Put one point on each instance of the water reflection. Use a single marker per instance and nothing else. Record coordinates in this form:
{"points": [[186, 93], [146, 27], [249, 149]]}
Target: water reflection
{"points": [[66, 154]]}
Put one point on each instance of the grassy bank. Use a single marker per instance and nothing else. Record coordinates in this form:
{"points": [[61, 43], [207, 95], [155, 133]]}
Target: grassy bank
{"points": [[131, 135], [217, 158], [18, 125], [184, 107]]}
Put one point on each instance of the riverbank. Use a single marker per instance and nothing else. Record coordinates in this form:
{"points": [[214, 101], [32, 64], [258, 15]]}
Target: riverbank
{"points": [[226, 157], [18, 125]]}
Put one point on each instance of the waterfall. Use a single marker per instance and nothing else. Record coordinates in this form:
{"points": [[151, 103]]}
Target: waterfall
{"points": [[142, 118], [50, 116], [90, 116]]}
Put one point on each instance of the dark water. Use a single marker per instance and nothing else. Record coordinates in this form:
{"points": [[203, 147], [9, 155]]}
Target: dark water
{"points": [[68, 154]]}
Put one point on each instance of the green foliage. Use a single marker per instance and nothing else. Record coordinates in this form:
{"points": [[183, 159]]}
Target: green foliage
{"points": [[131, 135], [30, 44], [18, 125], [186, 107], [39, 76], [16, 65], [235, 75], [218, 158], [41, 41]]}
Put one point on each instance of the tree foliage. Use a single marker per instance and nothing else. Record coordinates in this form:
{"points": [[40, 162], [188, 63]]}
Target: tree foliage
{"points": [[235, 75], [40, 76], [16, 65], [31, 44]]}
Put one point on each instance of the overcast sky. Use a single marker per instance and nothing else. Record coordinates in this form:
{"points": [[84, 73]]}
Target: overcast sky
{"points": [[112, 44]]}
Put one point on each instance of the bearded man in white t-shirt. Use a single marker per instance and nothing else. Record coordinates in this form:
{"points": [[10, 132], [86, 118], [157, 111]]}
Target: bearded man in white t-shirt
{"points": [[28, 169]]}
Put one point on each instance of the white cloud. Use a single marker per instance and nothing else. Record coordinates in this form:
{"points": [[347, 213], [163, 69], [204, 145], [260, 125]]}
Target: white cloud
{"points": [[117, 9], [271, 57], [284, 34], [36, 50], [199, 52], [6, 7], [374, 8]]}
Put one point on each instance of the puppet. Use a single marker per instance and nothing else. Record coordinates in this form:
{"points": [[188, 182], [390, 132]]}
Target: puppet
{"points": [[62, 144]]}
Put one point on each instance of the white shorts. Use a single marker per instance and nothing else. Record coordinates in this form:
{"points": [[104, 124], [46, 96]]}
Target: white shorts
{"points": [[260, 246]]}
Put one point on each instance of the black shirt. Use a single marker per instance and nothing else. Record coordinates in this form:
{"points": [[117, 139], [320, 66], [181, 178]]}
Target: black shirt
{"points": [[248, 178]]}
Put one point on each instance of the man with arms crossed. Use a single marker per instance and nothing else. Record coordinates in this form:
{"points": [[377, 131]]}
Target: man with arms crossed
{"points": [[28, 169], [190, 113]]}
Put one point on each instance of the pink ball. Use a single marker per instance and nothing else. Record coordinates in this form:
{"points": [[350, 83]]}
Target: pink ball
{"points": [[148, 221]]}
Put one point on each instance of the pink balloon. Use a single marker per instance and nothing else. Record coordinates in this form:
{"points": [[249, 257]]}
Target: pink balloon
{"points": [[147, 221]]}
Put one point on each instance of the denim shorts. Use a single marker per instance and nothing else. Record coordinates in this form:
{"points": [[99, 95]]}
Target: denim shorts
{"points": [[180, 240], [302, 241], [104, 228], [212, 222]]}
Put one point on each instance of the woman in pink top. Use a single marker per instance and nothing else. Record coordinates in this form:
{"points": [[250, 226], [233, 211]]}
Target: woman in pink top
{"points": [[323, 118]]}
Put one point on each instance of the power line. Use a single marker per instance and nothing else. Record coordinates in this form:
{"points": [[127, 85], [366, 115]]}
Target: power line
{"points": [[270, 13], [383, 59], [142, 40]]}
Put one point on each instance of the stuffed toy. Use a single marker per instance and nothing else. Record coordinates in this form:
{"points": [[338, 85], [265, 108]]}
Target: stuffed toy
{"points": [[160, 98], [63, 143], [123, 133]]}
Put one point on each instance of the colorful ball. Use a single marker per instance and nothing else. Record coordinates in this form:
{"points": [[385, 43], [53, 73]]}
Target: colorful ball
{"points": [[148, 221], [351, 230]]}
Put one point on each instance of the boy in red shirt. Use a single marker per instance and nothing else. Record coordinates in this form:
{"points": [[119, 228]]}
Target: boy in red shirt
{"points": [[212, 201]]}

=== Exercise ===
The reply should consist only of the line containing "Put one point on each instance of the colorful" and all lines after it in the listing above, reproduced exactly.

=== Task result ===
Put one point on each instance of the colorful ball. Use a single marker per instance and nothing else. Record coordinates in this form:
{"points": [[385, 43], [53, 73]]}
Target: colorful ball
{"points": [[148, 221], [351, 230]]}
Put one point on each instance of the boy in red shirt. Use a single marker per instance and nothing else. Record coordinates in this form:
{"points": [[119, 228]]}
Target: boy in red shirt
{"points": [[212, 201]]}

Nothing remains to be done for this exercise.